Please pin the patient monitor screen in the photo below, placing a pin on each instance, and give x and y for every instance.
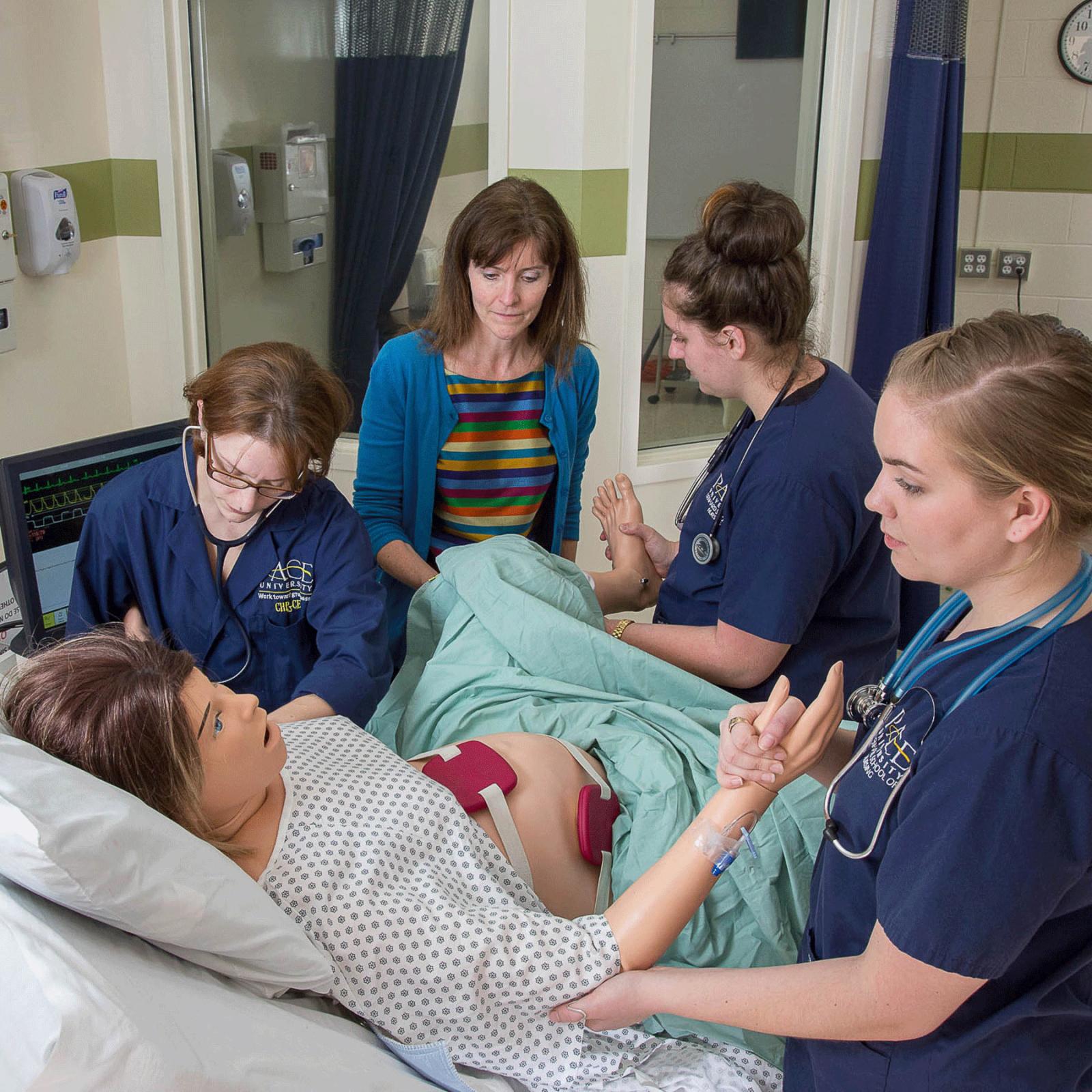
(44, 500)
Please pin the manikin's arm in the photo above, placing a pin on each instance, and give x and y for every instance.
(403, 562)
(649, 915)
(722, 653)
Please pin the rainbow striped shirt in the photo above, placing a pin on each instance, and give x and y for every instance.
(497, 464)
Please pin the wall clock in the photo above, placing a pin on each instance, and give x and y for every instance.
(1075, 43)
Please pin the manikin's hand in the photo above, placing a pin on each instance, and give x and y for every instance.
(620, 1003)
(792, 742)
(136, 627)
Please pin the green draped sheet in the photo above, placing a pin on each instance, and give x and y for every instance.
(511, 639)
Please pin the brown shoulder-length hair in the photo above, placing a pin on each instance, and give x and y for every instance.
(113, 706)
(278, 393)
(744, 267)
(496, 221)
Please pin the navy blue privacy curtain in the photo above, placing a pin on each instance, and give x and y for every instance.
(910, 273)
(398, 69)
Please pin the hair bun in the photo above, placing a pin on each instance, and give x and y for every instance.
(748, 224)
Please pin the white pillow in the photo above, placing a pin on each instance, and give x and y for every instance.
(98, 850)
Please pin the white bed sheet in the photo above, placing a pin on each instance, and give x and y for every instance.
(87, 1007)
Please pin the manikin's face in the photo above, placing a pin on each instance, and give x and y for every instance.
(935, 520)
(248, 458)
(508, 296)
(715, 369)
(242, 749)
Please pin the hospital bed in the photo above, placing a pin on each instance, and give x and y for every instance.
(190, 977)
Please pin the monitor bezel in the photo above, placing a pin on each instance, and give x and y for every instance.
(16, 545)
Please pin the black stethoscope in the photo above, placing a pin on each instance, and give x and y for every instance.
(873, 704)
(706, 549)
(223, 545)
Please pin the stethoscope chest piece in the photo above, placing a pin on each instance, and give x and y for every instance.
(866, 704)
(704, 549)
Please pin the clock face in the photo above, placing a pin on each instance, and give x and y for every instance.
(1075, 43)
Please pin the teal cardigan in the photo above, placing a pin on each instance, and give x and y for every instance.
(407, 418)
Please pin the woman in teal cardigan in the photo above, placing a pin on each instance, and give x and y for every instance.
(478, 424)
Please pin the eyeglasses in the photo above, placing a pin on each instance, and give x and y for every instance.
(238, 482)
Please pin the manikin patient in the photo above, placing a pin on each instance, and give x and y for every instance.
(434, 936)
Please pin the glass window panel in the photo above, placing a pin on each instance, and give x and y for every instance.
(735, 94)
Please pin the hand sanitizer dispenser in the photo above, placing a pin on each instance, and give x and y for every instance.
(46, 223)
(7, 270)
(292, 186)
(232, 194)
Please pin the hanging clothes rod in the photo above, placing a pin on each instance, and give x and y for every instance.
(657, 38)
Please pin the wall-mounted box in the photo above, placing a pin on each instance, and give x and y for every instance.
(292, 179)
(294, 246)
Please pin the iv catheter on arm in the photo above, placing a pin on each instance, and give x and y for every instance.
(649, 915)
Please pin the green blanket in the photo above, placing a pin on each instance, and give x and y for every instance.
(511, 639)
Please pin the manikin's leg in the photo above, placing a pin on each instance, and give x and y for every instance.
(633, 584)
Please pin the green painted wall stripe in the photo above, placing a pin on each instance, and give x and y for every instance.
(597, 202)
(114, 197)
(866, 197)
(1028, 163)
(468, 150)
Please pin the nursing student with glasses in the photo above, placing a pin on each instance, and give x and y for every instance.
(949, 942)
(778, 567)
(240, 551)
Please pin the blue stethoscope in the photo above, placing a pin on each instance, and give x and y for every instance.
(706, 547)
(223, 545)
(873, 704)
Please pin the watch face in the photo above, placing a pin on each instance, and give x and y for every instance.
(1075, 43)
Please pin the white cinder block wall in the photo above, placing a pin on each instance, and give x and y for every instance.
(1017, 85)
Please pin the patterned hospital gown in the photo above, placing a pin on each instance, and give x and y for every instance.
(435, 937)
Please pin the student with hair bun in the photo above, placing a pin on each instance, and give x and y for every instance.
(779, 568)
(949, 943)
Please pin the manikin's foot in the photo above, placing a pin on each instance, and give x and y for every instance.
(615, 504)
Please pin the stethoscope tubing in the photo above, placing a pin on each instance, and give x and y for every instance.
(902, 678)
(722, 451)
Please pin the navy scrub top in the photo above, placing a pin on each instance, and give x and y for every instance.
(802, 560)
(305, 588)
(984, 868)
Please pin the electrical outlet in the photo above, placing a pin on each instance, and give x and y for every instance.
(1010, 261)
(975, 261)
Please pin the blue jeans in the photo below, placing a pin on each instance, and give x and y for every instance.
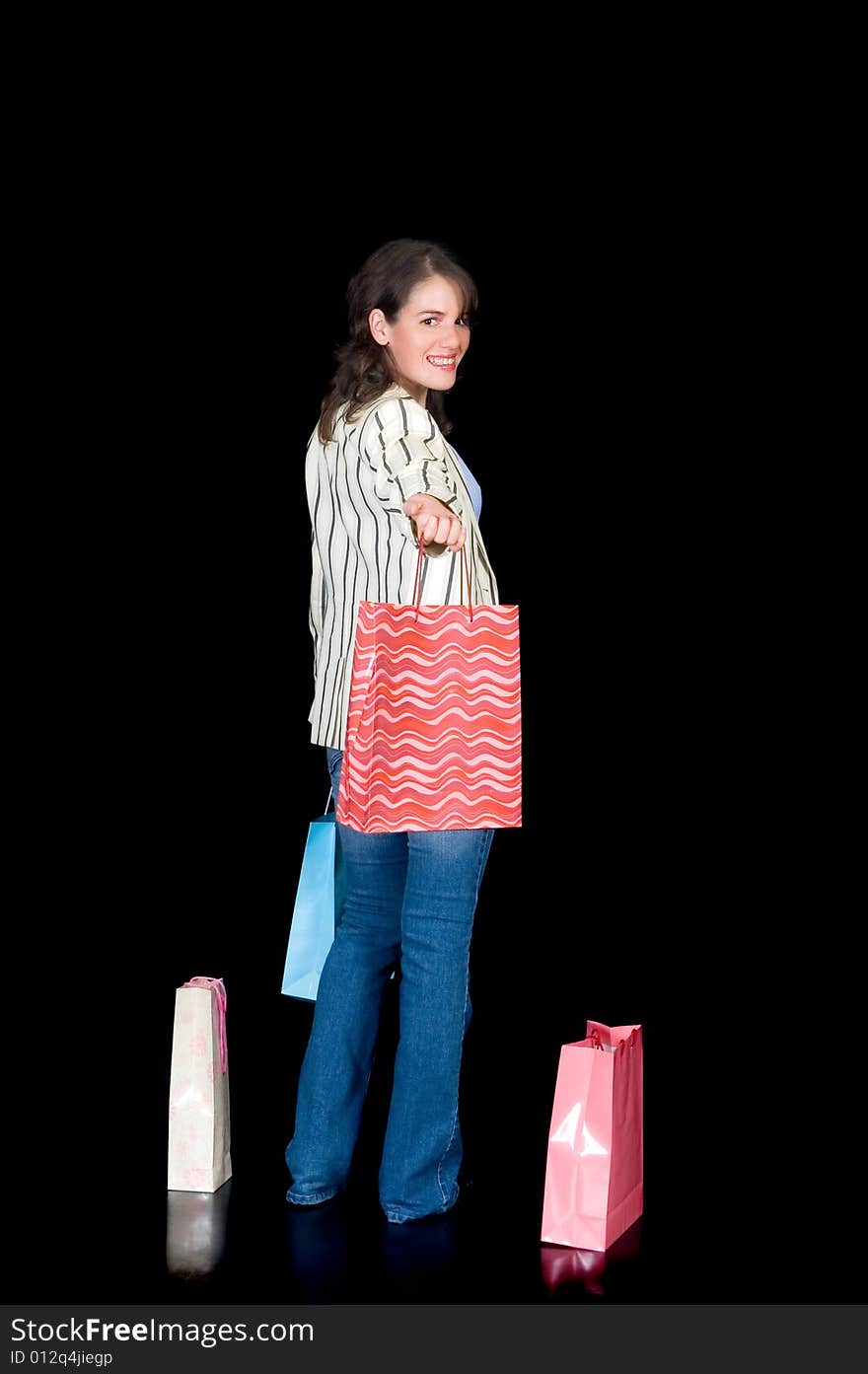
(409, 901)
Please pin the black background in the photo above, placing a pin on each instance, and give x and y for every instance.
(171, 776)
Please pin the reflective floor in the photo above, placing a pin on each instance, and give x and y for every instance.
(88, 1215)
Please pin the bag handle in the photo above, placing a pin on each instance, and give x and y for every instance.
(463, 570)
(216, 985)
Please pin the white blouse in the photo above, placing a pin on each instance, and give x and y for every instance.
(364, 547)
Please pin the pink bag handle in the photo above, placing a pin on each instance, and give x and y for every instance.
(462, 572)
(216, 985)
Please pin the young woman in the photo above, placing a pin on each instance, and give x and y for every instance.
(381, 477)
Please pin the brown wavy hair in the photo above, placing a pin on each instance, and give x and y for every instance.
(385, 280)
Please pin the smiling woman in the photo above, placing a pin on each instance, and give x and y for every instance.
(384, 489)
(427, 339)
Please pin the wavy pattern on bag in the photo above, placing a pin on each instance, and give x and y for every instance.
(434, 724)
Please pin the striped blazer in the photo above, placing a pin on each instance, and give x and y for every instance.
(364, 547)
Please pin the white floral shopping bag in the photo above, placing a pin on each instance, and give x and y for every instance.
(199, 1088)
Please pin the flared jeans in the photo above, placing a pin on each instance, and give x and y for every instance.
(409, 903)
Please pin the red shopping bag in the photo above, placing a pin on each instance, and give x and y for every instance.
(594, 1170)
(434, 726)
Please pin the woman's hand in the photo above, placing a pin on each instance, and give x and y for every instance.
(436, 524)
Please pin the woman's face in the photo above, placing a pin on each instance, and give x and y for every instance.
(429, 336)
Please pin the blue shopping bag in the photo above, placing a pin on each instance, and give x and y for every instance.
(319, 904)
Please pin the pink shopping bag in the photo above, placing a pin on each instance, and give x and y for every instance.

------------------------------------------------------------------------

# The problem
Except for the pictures, copy the material above exactly.

# Response box
Please pin the patient monitor screen in the photo below, placing a pin on each instance, and give x and y for every instance.
(44, 500)
Please pin the manikin's arm in the photo above, placing a pin on each instance, and give x and y for every instance.
(403, 562)
(649, 915)
(722, 653)
Please pin the rainbow striped shirt in the photo above, placing a pin on each instance, and give x and y for every instance.
(497, 464)
Please pin the wall clock in the photo above, placing a pin on each instance, and give x and y for every instance.
(1075, 43)
Please pin the manikin's hand in the photo above, placing a pin on each instance, and give x and y for every instance.
(620, 1003)
(792, 742)
(136, 627)
Please pin the green draped sheet in the photo above, placing a pin on each instance, and give x and y for every instance.
(511, 639)
Please pin the brown shoulder-length hair in the photo above, placing a pin on each instance, and give x and y for every instance.
(113, 706)
(278, 393)
(744, 267)
(496, 221)
Please pin the navy blue privacy curtain in the photo above, placing a pin on each instance, and give x and y for every instance.
(910, 273)
(398, 69)
Please pin the hair bun in the photo above, placing a pin on each instance, and give x and y for every instance.
(748, 224)
Please pin the white pillow in the photo above, placing a pin on each instance, and give x and y for every instance.
(98, 850)
Please pin the white bed sheet in the photo above, placing a pin on each instance, and give x and y for every instance.
(87, 1007)
Please pin the manikin's face in the photo above, placing a pin on each instance, and give x and y for every instance.
(935, 520)
(248, 458)
(508, 296)
(715, 369)
(242, 749)
Please pin the hospital bed in the photo above, placing a pin on each instance, and give x and y for every instance.
(190, 977)
Please pin the monitor bezel in the photo above, placing a pin on each instance, and give x and y for every instance.
(16, 545)
Please pin the black stethoscope in the photo above, placing a pin on each instance, and give x and y for every instance.
(873, 704)
(706, 549)
(223, 545)
Please pin the stethoscope chest piece in the photo above, placing a pin on each instance, and give x and y for every instance.
(866, 704)
(704, 549)
Please pin the clock face in the photo above, placing a pin on each instance, and give x and y for every instance.
(1075, 43)
Please pin the teal cardigan in the photo above, placing a pin on each instance, and give x and y for every instance.
(407, 418)
Please pin the woman in teal cardigan in the photo above, placing a pin on each instance, and give x and y for every instance.
(478, 424)
Please pin the eyeglasses in the photo above, placing a pin on each instance, and give x and y for every instance.
(238, 482)
Please pin the manikin patient in the photo above, placing a pin on each instance, and give x and y for every instance.
(434, 936)
Please pin the glass window panel in the photo above, placing a pin on each instance, and give x and y for every instance.
(735, 94)
Please pin the hand sanitizer dispenser in the photo above, placing a pin on each instance, and give x and y for every instance.
(46, 223)
(7, 270)
(292, 186)
(232, 194)
Please pin the hanging clothes rod in the photo above, placing a pin on each instance, and give x and y for every instance.
(657, 38)
Please pin the wall-mounted box in the photo above, placing a pin on each instance, and give x and y for every instance.
(292, 179)
(294, 246)
Please pin the iv catheter on arm in the photo above, placing a pin on each instance, and give x and y for every instance.
(649, 915)
Please pin the green blanket in the photo above, placing a pin on each instance, and give x and y for every instance.
(511, 639)
Please pin the manikin's leg in the photo above, placing a pin on each instance, and give x and y for every instance.
(633, 584)
Please pin the green painted wall stripe in the photo above, placing a pin on each instance, and give x and y for every instance.
(597, 202)
(114, 197)
(866, 197)
(1028, 163)
(468, 150)
Please pin the nursing student with glasses in the photo above, placing a pin on each instance, and give x and y for every instance.
(949, 942)
(778, 567)
(240, 551)
Please pin the blue stethoscope in the photo above, placing a pin on each instance, and give x and y for every instance.
(706, 547)
(223, 545)
(873, 704)
Please pin the watch face in the photo above, placing a pin on each instance, and give x and y for every instance.
(1075, 43)
Please pin the white cinder block wall in the photo above, placing a pin on each instance, and give x and y for every instance.
(1017, 85)
Please pin the patterned hospital gown in the photo above, placing a pin on each instance, and give x and y for every instance.
(435, 937)
Please pin the student with hair bun in the photo above, placing a pin on each instance, and give x and y for every instance.
(779, 568)
(949, 943)
Please pin the manikin's foot in the photo above, placing a pin on each instance, and give x and y for every instance.
(615, 504)
Please pin the stethoscope tubing in the photo above, placing a pin on each instance, and give x and y for every instance.
(902, 678)
(722, 451)
Please pin the navy scrub top in the photo above, placing a pin on each instance, and give x and y for every instance.
(802, 560)
(305, 588)
(984, 868)
Please pin the electrical outlet in the photo above, placing a pin on each instance, and give x and y for every instance.
(1010, 261)
(975, 261)
Please pin the blue jeans in the photo below, placing a pin on each instance, and give x and y for every instance.
(409, 901)
Please pin the black background in the photo above, placing a pin on each instance, and give x and y for every instance.
(171, 776)
Please pin the reflective floor in the photo above, placing a pin on each instance, and give x and y for every instance.
(88, 1215)
Please pin the bag handle in the photo above, placing a pin on each instance, and give x and y for every instance.
(463, 570)
(216, 985)
Please pin the white blouse in the photo above, placing a pin on each instance, and give x and y for every instance.
(364, 547)
Please pin the pink bag handle in the photo above, placing a pin on each instance, and give x and y for every instance.
(462, 572)
(216, 985)
Please pin the young woman in the photo above, placing a pin on each instance, and give x and y for every instance.
(381, 477)
Please pin the brown wavy hair in the photo above, placing a pin on each instance, and give x and y for every instance.
(385, 280)
Please pin the smiling woman in the photo above, placing a pin on each instance, and give x and y for every instance.
(384, 489)
(427, 339)
Please pin the wavy pattern on bag in the photo above, placing a pin on each instance, and give x and y for every instance.
(434, 724)
Please pin the striped blazer in the photo above, placing a pin on each instance, and give x and y for every instance.
(364, 547)
Please pin the white floral shopping bag in the photo above, placing a pin on each instance, and give x and y for every instance.
(199, 1088)
Please pin the flared jeans in the photo above, placing a pin on each instance, and give x and y for every instance.
(409, 903)
Please pin the red shopping bag in the photo above, placing a pin on each instance, and give x and y for every instance.
(594, 1170)
(434, 726)
Please pin the woman's hand in the photo above, placing a pin on each instance, and give x and y for every instance.
(436, 524)
Please pin the woman's face in the photo above, placing a pin on each instance, and give x and y for every instance.
(429, 336)
Please pin the blue shopping bag in the photo above, placing a pin on each instance, and give x and y for every instance.
(319, 904)
Please pin the pink shopping bag in the photo above, placing a pin on each instance, and give x and y for every instance.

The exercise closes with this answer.